## SELECTED EXTRACT
It's like Mardi Gras meets the bombing of Dresden...
Tuesday, August 01, 2006
Is Death a Disease?
“The first person to live to be 1,000 years old is certainly alive today; indeed, he or she may be about to turn 60,” says Aubrey de Grey, the Cambridge University geneticist who has become the de facto spokesman of the anti-ageing crusade.

Interested? Read this article from Barron's. I read it a few months ago, and it blew my mind. I tried earlier (unsuccessfully) to find a copy online to reference so I could write this post, and reading this article in the NY Times today prompted me to look again. I found it this time.

I'm not going to waste time paraphrasing either article, I'm just going to note that the issue makes me somewhat conflicted. Before I go on, let's make two assumptions for the point of argument.

1) We're going to assume that Aubrey de Grey is A) correct on his scientificness and B) not a Russian mystic.2) We aren't talking about aging normally until 75 and then just hanging on for a few more decades, we're talking the aging process scaled out over centuries.

## WHAT YOU WILL DO
From the blog post on whether death is a disease, reproduce word for word the part that opens with the words containing "It's like Mardi" and closes with "the anti-ageing crusade.".

Image-grounded pointing data:
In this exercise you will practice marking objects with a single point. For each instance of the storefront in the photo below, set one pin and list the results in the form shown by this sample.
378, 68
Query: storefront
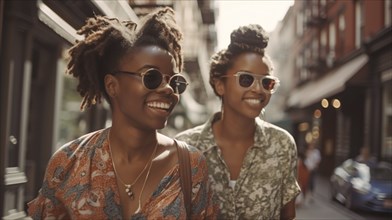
34, 38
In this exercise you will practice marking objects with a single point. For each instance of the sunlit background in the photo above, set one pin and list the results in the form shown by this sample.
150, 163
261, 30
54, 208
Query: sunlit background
333, 59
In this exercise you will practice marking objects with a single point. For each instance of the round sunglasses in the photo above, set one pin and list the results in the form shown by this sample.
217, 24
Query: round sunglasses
247, 80
153, 79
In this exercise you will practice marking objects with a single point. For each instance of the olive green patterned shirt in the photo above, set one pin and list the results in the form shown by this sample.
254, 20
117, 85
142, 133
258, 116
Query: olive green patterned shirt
267, 180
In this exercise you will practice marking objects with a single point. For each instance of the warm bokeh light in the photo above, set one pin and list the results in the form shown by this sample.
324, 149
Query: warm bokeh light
304, 126
317, 113
336, 103
324, 103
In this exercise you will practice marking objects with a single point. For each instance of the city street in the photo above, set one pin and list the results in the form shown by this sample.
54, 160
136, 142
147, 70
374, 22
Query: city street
323, 208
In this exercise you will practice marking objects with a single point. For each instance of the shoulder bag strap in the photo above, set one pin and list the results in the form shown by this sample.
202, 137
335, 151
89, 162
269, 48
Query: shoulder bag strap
185, 174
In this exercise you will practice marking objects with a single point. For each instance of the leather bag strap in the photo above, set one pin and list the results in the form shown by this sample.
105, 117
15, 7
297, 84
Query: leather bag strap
185, 174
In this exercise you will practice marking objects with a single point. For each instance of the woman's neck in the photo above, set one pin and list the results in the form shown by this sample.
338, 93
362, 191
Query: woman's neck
130, 143
235, 128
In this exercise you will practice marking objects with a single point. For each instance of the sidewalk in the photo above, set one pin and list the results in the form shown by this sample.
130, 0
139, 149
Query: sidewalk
322, 207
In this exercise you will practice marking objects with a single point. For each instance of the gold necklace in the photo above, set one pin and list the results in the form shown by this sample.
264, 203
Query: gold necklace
128, 187
144, 184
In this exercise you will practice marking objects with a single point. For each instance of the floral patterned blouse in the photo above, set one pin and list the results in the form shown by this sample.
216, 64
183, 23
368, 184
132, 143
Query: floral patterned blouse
267, 180
80, 183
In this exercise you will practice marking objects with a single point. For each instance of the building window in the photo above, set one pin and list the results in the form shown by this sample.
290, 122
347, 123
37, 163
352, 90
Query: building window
323, 43
300, 23
332, 44
386, 139
388, 13
358, 23
342, 27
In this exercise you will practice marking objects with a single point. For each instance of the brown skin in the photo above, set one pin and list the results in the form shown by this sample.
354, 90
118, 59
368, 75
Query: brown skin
288, 211
132, 137
239, 115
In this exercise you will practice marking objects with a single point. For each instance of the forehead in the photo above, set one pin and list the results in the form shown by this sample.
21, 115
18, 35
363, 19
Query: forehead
148, 56
252, 62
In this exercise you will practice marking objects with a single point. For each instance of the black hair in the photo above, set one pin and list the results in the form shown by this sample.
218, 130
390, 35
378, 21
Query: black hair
250, 38
106, 40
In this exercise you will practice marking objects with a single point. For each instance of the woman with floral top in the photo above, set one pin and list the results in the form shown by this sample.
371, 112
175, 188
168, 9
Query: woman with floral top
252, 163
129, 170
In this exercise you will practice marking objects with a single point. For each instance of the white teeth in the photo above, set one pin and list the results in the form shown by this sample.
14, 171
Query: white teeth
161, 105
253, 101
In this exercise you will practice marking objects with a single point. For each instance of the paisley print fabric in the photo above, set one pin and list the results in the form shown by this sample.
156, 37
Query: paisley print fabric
80, 183
267, 180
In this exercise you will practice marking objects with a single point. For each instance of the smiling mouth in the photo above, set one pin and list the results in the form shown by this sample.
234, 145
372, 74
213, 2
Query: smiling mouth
159, 105
253, 101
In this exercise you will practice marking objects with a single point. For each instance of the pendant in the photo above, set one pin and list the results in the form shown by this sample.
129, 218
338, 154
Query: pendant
128, 190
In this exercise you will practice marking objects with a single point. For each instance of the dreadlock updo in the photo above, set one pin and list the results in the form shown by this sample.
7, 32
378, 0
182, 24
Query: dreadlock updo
107, 40
250, 38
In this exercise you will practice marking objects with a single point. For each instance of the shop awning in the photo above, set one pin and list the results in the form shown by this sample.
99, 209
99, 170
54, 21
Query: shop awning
331, 84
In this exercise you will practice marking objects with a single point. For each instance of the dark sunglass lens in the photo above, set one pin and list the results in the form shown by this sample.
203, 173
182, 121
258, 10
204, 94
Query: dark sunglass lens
178, 83
246, 80
268, 84
152, 79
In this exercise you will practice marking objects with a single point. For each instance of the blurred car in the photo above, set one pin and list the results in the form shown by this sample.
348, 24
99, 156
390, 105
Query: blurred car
363, 187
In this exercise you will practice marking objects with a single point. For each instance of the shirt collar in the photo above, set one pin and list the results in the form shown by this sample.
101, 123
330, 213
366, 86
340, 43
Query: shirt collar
206, 139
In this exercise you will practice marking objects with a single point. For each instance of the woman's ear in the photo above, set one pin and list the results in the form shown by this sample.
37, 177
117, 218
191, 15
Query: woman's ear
111, 85
219, 87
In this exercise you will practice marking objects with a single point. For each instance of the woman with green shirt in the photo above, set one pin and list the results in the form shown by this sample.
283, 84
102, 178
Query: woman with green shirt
251, 162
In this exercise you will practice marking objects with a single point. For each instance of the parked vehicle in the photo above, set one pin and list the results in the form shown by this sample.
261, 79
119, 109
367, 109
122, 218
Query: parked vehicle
363, 187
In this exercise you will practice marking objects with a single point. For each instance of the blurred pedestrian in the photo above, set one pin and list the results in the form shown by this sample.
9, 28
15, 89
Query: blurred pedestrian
252, 163
303, 178
129, 170
312, 161
366, 157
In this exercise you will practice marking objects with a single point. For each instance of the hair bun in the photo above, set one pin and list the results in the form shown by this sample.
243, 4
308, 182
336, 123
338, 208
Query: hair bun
250, 36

## EXPECTED ANSWER
It's like Mardi Gras meets the bombing of Dresden...
Tuesday, August 01, 2006
Is Death a Disease?
“The first person to live to be 1,000 years old is certainly alive today; indeed, he or she may be about to turn 60,” says Aubrey de Grey, the Cambridge University geneticist who has become the de facto spokesman of the anti-ageing crusade.